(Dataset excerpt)
====
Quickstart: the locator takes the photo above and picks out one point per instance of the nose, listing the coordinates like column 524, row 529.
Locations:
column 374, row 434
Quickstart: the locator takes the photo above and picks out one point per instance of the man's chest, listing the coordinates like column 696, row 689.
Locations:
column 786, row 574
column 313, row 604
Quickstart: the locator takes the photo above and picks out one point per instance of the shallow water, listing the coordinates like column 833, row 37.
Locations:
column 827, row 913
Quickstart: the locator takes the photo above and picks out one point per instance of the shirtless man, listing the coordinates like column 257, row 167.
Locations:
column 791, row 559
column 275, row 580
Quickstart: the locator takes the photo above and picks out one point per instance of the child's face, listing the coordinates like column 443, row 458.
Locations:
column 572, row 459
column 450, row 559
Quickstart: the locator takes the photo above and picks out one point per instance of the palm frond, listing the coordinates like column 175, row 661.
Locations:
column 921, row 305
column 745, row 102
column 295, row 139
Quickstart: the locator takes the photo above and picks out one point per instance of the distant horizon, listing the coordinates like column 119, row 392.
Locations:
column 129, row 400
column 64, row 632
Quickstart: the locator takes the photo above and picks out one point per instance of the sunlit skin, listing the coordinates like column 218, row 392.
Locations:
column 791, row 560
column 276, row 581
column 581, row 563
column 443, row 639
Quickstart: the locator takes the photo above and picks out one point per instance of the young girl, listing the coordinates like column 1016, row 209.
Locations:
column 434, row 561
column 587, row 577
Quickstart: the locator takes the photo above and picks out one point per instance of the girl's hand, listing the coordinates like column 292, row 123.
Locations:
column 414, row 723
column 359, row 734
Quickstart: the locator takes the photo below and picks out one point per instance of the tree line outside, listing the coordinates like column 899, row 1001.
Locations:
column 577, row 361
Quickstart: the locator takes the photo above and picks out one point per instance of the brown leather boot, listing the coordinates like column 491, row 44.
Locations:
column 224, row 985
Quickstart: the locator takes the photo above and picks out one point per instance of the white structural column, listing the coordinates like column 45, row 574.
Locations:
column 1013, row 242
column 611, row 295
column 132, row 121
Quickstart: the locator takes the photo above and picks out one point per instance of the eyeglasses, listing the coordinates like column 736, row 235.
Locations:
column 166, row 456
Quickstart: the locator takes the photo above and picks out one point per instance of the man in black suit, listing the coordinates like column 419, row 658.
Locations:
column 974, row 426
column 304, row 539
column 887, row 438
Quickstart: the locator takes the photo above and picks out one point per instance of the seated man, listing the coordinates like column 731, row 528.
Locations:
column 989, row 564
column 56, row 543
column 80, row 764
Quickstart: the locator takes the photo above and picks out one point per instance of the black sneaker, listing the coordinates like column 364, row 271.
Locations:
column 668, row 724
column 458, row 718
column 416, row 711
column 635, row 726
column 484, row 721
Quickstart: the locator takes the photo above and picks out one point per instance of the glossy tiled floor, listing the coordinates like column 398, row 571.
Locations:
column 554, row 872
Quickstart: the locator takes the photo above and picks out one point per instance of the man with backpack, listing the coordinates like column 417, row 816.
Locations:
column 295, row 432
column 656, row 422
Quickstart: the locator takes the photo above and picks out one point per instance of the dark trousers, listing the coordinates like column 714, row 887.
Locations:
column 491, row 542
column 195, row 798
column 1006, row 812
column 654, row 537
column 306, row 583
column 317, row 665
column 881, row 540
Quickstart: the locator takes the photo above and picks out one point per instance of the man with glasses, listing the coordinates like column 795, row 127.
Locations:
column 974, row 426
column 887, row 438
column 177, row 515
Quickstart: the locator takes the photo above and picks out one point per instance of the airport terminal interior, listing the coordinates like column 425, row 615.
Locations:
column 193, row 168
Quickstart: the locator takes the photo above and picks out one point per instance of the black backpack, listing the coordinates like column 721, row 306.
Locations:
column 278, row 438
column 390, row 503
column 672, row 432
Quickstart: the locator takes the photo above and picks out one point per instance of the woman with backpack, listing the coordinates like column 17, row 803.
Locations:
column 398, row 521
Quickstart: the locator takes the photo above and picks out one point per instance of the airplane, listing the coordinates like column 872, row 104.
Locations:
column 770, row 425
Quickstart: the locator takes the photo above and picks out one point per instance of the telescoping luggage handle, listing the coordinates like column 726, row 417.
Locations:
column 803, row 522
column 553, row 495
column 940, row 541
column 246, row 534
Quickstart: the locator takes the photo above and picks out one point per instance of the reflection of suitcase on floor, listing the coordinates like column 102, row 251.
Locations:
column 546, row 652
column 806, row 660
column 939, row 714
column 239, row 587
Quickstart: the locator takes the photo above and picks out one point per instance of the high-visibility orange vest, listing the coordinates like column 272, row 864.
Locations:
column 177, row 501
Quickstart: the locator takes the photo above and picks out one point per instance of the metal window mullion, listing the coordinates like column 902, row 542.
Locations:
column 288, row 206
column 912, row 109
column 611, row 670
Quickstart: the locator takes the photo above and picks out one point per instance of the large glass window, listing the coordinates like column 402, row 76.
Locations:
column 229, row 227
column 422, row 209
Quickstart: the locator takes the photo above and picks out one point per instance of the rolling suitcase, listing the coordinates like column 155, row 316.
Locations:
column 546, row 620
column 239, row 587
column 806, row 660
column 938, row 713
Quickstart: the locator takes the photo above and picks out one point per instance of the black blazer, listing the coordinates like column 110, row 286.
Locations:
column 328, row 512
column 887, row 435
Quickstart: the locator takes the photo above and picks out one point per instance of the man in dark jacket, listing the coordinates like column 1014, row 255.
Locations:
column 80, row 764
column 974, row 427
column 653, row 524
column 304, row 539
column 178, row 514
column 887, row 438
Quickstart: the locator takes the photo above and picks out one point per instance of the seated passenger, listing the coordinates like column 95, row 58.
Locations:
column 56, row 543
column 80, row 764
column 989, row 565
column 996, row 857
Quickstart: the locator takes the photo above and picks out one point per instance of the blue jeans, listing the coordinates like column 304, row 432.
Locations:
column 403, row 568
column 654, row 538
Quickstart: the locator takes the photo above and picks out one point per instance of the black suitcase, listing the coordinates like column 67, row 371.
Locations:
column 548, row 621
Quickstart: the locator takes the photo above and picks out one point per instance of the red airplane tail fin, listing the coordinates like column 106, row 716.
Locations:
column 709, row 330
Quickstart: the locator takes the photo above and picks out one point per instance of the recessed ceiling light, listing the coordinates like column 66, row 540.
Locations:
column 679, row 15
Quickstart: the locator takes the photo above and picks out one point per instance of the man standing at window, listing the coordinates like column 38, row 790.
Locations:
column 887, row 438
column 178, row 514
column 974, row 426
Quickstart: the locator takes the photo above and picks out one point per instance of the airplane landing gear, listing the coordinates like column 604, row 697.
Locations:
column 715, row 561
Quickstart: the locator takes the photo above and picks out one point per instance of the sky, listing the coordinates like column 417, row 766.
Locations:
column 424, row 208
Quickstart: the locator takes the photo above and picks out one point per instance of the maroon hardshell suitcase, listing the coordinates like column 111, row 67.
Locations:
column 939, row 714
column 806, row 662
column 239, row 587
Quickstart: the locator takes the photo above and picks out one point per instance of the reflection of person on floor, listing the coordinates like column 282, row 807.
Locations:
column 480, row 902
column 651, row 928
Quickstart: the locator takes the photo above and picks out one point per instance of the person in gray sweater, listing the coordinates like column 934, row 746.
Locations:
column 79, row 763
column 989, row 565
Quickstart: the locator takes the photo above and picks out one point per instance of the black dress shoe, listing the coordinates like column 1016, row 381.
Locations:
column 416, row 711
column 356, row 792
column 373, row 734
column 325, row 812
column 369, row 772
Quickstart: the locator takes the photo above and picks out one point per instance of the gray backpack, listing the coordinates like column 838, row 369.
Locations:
====
# Problem
Write out every entry in the dataset excerpt above again, swapping "locator" for "annotator" and leaving everything else as it is.

# Final answer
Quickstart: the annotator takes the photo above and picks out one point per instance of the nose, listing the coordinates like column 524, row 529.
Locations:
column 374, row 434
Quickstart: the annotator takes the photo above and picks out one point per instance of the man's chest, listing the coordinates like column 696, row 689.
Locations:
column 786, row 574
column 313, row 604
Quickstart: the annotator takes the photo above and picks out one point per instance of the shallow water, listing the coordinates like column 833, row 37.
Locations:
column 827, row 913
Quickstart: the annotator takes the photo above and picks out one point per instance of the shirtless man, listing the coordinates like column 257, row 167.
Locations:
column 791, row 559
column 275, row 580
Quickstart: the annotator takes the photo above and picks out one point per instance of the child's face, listing the coordinates like column 443, row 458.
Locations:
column 572, row 459
column 450, row 559
Quickstart: the annotator takes the photo above and picks out one point per instance of the palm frond, listing the coordinates like column 175, row 661.
Locations:
column 921, row 305
column 745, row 102
column 295, row 139
Quickstart: the annotator takes the photo above and picks out one point per instance of the distant horizon, listing the coordinates like column 119, row 392.
Locations:
column 129, row 400
column 64, row 632
Quickstart: the annotator takes the photo above and picks out one point per instance of the sunlit skin, listing the coordinates like column 218, row 392.
Locations:
column 791, row 560
column 276, row 581
column 581, row 563
column 443, row 639
Quickstart: the annotator takes the photo above and picks out one point per instance of the young girl, listing the coordinates like column 1016, row 209.
Locations:
column 434, row 561
column 587, row 577
Quickstart: the annotator takes the photo above and picks out one point per instance of the girl's hand, listing the coordinates like column 292, row 123.
Locations:
column 414, row 723
column 359, row 734
Quickstart: the annotator takes the photo below and picks out one point per instance of the tree line outside, listing the coordinates like column 899, row 1001.
Locations:
column 577, row 361
Quickstart: the annotator takes the photo above and picks out one point per instance of the brown leather boot, listing the coordinates like column 491, row 44.
Locations:
column 224, row 985
Quickstart: the annotator takes the photo above and picks out one point per instance of the white structural column, listing the coordinates like column 45, row 574.
Locations:
column 1013, row 242
column 611, row 295
column 132, row 121
Quickstart: the annotator takes the photo above and picks out one point per instance of the eyeglasses, listing the coordinates like column 736, row 235.
Locations:
column 166, row 456
Quickstart: the annotator takes the photo above and picks out one point per instance of the man in black suit, listing the coordinates like column 419, row 658.
Locations:
column 974, row 426
column 304, row 539
column 887, row 438
Quickstart: the annotator takes the photo above and picks out one point per instance of the seated man, listing the coordinates like column 731, row 528.
Locations:
column 989, row 564
column 56, row 543
column 80, row 764
Quickstart: the annotator takes the photo above and picks out one point per instance of the black sneaker, listing the coordinates like column 364, row 271.
Locations:
column 668, row 724
column 458, row 718
column 416, row 711
column 635, row 726
column 484, row 721
Quickstart: the annotator takes the photo above and picks out one point per instance of the glossy tiled floor, listing the coordinates like column 398, row 571.
Locations:
column 554, row 872
Quickstart: the annotator takes the photo above and picks out one point per instance of the man with backpack, listing the coordinates like column 417, row 816.
Locations:
column 295, row 432
column 656, row 422
Quickstart: the annotator takes the photo above and picks out one point per instance of the dark trousers, listing the coordinates like column 714, row 887.
Locations:
column 491, row 542
column 195, row 798
column 1006, row 812
column 654, row 537
column 306, row 583
column 317, row 665
column 881, row 540
Quickstart: the annotator takes the photo above and picks out one point per instance of the man with glasses, listing the coordinates like column 795, row 127.
Locations:
column 974, row 426
column 887, row 438
column 177, row 515
Quickstart: the annotator takes the photo above and picks out one point per instance of the airport terminal interior, listing the coordinates like column 425, row 615.
Locations:
column 193, row 168
Quickstart: the annotator takes the photo above and picks out one point per instance of the black backpack, listing the coordinates like column 721, row 306.
Locations:
column 278, row 438
column 390, row 503
column 672, row 432
Quickstart: the annotator takes the photo above and picks out one point per instance of the woman with backpack, listing the coordinates like column 17, row 803.
Locations:
column 398, row 521
Quickstart: the annotator takes the photo above and picks out one point per instance of the airplane, listing the coordinates like column 872, row 104.
Locations:
column 770, row 425
Quickstart: the annotator takes the photo above and picks out one point per instance of the telescoping luggage handle, listing the coordinates like column 726, row 417.
Locations:
column 803, row 522
column 553, row 495
column 940, row 541
column 246, row 534
Quickstart: the annotator takes the photo above and picks out one point per instance of the reflection of suitcase on floor, listing the coordinates like column 102, row 251.
Locations:
column 546, row 652
column 806, row 660
column 939, row 714
column 239, row 587
Quickstart: the annotator takes the photo above and picks out one point per instance of the high-visibility orange vest, listing the coordinates like column 272, row 864.
Locations:
column 177, row 501
Quickstart: the annotator takes the photo above and picks out one point per instance of the metal window mullion, listing the coordinates like column 902, row 542.
Locations:
column 288, row 206
column 912, row 109
column 611, row 670
Quickstart: the annotator takes the photo above and picks out one point per instance of the large glass window, listing the coordinates like column 402, row 76.
Locations:
column 229, row 227
column 422, row 209
Quickstart: the annotator takes the photo above and picks out one point per instance of the rolling suitcase, listing the coordinates like column 155, row 316.
Locations:
column 546, row 620
column 239, row 587
column 806, row 660
column 938, row 713
Quickstart: the annotator takes the photo above and picks out one point per instance of the black blazer, listing the coordinates like column 110, row 286.
Locations:
column 328, row 512
column 887, row 435
Quickstart: the annotator takes the photo above and picks out one point per instance of the man in dark jacket, listing the coordinates like column 1014, row 255.
Locations:
column 80, row 764
column 974, row 427
column 653, row 524
column 304, row 539
column 178, row 514
column 887, row 438
Quickstart: the annotator takes the photo above and picks out one point per instance of the seated passenger, listing the coordinates like column 95, row 58.
Locations:
column 56, row 543
column 80, row 764
column 989, row 565
column 996, row 857
Quickstart: the annotator takes the photo above and picks out one point per instance of the blue jeans, listing the coordinates like column 304, row 432.
Locations:
column 403, row 568
column 654, row 538
Quickstart: the annotator takes the photo above and picks out one point per instance of the black suitcase, listing the coordinates like column 67, row 371.
Locations:
column 548, row 621
Quickstart: the annotator takes the photo above and picks out one point per instance of the red airplane tail fin, listing the coordinates like column 106, row 716.
Locations:
column 709, row 330
Quickstart: the annotator takes the photo above and picks out one point per instance of the recessed ceiling light, listing the coordinates like column 66, row 540.
Locations:
column 679, row 15
Quickstart: the annotator takes the photo above and picks out one point per instance of the man standing at window, listing the coordinates like column 38, row 790.
Locations:
column 887, row 438
column 178, row 514
column 974, row 426
Quickstart: the annotator takes the photo above and picks out one point per instance of the airplane landing gear, listing the coordinates like column 604, row 697.
Locations:
column 715, row 561
Quickstart: the annotator takes the photo above and picks out one point per instance of the sky, listing the coordinates like column 417, row 766.
Locations:
column 424, row 208
Quickstart: the annotator takes the photo above and picks out one point per instance of the maroon hardshell suitcase, listing the coordinates like column 111, row 67.
Locations:
column 939, row 714
column 806, row 662
column 239, row 587
Quickstart: the annotator takes the photo above and picks out one point per instance of the reflection of person on floor, listing the coordinates like column 282, row 807.
Locations:
column 480, row 902
column 651, row 928
Quickstart: the annotator takes the photo above and picks out one point per instance of the person in gray sweater, listing the coordinates like column 934, row 746.
Locations:
column 79, row 763
column 989, row 565
Quickstart: the annotator takes the photo above and picks out one point per instance of the black dress shoe, listing the coordinates like column 1016, row 381.
Locations:
column 416, row 711
column 356, row 792
column 373, row 734
column 325, row 812
column 369, row 772
Quickstart: the annotator takes the photo above and picks out one point per instance of the gray backpack, listing the coordinates like column 838, row 369.
Locations:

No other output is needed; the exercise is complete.